§ **Problems to solve**
[a] In the Grace Potter profile, list the three Nocturnals bandmates named.
[b] Retype the passage of the Grace Potter profile from "In the run-up" up to and including "increasingly fashion-focused festival.".

§ **Page text**
################

In the run-up to the Coachella Valley Music and Arts Festival, which starts Friday, we've been anticipating not just the music and art but also the independent sense of style that will be on display. Here are some of the standouts who will hit the stages in Indio over the next two weekends. Their looks are bound to turn heads at the increasingly fashion-focused festival.
Grace Potter & the Nocturnals
For the last few years, Grace Potter, the leggy singer, songwriter and multi-instrumentalist fronting Waitsfield, Vt.'s Grace Potter & the Nocturnals, has been working a Tina Turner-Marianne Faithfull vibe, favoring sparkly, fringed mini-dresses inspired by the 1960s and '70s. But Potter says that her look — and the band's — evolves with each successive album. With a new album set for release June 12, Potter says she's finally lifted the "denim jihad" that's been in place since the band's 2010 self-titled album was released. (But that doesn't mean you'll see the band awash in head-to-toe blue jeans any time soon.)
Style icon: "My style icons growing up tended to be men, so it was Mick Jagger in the leotards, bell bottoms and suspenders and David Bowie — especially his outfits from the movie 'Labyrinth.' You can see influences of that in what I wear today. Some days I want to be Mick Jagger, some days I want to be Bianca Jagger, but either way there's definitely a lot of '70s influence running through what I like to wear."
Fashion influences: "As a kid, I was obsessed with fashion, and I basically worked with whatever was in the shed — my parents had all their old, crazy, '60s and '70s hippie clothes in trash bags in a shed by our house. Every couple of months, I'd dig into that and go through every article of clothing and invent crazy outfits."
Favorite brands: "Balenciaga is huge for me. I love Balmain, and Miu Miu has some fabulous shoes right now. Every once in a while I like to incorporate something a little more refined, like a piece from Prada or Lanvin. Lanvin moves really beautifully onstage and I love the textures they're using right now.
"I love Gucci, but a lot of times it doesn't fit me properly, so I have to get it specifically tailored. And Issa of London has some really amazing dresses, so when it does come time for me to wear a [full, floor-length] gown, there are a few things I'm impressed with. Isabel Marant makes some nice, nonfussy dresses and little chiffon floaty shirts, and ALC is killing it right now. I love their silk pieces because they're light enough for summer but they're this luscious, buttery silk."
Coachella wardrobe: "It's important to put some thought into our 'moments in the sun' — our TV moments, our big, onstage Coachella moments — so you know exactly how everything's going to look on camera. And right now my dream list for Coachella includes Stella McCartney, an [Alexander] McQueen piece and some Givenchy ... We'll see which of those three is going to wind up onstage.
"The guys [bandmates Matt Burr, Benny Yurco and Scott Tournet] will probably be dressed in All Saints, [which is] bringing some custom pieces for me to try on. I'm a huge fan, and they're like the gasoline that fuels our tour. If it weren't for them, I'm not sure we'd ever be in clean clothes.

################

§ **Dataset entries**
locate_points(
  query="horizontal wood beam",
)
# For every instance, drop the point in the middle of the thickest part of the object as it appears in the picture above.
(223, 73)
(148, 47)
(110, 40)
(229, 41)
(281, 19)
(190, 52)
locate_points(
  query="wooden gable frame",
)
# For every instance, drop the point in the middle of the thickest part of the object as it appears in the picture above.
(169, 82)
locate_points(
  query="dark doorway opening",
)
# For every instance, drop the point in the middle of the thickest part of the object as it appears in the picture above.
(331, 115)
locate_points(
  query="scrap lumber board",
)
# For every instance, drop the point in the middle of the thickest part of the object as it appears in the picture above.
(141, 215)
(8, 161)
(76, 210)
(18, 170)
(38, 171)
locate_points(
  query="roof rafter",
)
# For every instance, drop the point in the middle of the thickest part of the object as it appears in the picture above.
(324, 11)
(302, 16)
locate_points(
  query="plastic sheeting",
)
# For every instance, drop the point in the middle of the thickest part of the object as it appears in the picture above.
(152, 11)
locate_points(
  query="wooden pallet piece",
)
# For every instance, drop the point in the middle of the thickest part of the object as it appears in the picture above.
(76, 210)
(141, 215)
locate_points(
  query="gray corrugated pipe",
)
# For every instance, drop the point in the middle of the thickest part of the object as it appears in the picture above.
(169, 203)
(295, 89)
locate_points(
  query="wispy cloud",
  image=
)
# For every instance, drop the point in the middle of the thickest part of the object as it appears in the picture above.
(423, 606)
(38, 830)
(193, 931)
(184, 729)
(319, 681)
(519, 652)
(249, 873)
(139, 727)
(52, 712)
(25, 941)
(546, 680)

################

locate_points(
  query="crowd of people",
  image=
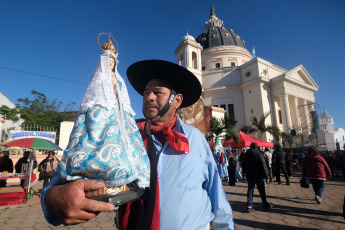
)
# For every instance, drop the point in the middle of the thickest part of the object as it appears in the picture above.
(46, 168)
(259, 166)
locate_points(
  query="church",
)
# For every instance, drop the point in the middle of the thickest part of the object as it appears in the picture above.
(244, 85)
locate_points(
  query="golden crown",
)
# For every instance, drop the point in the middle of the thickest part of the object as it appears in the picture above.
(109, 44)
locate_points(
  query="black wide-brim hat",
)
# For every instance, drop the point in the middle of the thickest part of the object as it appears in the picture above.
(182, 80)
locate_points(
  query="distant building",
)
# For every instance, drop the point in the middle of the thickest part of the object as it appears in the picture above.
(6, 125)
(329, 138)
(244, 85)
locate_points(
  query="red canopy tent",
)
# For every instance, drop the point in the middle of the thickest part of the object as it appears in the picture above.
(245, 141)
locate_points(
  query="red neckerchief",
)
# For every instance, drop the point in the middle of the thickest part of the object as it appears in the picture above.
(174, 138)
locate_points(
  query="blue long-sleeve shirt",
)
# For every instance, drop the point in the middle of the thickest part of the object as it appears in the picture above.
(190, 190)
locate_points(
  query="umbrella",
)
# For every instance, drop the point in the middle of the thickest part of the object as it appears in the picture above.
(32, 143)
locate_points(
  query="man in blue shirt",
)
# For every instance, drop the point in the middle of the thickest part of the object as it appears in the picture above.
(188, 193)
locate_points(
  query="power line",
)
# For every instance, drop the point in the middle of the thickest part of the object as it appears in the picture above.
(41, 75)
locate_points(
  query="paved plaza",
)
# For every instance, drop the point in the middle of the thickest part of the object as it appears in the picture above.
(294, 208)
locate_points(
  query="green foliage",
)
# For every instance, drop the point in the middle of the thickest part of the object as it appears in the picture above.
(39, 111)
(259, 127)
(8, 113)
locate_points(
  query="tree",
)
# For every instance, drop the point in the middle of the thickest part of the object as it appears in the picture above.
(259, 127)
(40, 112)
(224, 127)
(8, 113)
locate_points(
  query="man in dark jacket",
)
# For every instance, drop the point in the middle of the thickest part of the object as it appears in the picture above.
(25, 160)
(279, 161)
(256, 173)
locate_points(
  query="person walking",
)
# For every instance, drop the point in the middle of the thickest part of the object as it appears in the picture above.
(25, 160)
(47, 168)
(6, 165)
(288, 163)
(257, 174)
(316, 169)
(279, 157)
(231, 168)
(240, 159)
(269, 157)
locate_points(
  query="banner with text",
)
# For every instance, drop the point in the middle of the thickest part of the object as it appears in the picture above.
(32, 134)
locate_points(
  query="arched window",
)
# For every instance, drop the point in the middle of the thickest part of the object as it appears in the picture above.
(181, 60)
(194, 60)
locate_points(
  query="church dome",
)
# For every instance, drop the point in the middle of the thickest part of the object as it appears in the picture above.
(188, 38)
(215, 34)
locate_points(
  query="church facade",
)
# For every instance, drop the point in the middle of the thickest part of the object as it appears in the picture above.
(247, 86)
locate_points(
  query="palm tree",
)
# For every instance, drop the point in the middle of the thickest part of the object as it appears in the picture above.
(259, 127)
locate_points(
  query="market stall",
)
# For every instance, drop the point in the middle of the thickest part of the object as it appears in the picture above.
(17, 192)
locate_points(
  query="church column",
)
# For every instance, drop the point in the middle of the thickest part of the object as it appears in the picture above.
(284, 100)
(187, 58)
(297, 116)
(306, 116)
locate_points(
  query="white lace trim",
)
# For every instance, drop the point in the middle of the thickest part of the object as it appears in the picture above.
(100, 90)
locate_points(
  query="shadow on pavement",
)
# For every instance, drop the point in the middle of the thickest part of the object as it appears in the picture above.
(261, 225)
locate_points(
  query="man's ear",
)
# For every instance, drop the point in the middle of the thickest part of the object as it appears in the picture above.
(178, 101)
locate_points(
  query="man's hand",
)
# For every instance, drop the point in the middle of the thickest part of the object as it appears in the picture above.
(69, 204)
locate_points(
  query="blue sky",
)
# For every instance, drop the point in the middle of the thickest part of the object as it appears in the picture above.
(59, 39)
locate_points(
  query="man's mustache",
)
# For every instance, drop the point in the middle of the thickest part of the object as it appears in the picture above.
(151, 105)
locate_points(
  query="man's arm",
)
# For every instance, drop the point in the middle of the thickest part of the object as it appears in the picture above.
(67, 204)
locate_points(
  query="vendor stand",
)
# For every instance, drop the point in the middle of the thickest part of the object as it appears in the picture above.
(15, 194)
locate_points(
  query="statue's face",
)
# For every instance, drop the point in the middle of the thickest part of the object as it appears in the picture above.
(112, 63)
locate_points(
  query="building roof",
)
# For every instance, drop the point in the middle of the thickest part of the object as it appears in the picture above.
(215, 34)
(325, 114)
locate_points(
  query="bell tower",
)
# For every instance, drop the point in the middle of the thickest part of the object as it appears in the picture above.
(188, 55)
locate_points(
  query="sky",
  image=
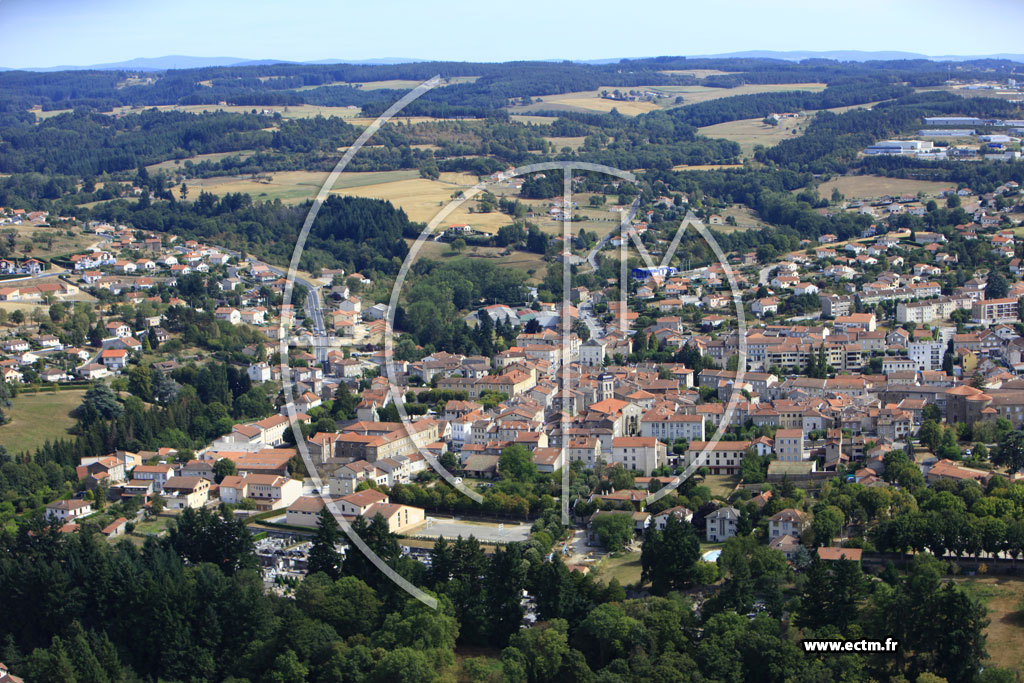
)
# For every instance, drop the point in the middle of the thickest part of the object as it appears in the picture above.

################

§ **Results**
[a] Matt Burr, Benny Yurco, Scott Tournet

[b]
In the run-up to the Coachella Valley Music and Arts Festival, which starts Friday, we've been anticipating not just the music and art but also the independent sense of style that will be on display. Here are some of the standouts who will hit the stages in Indio over the next two weekends. Their looks are bound to turn heads at the increasingly fashion-focused festival.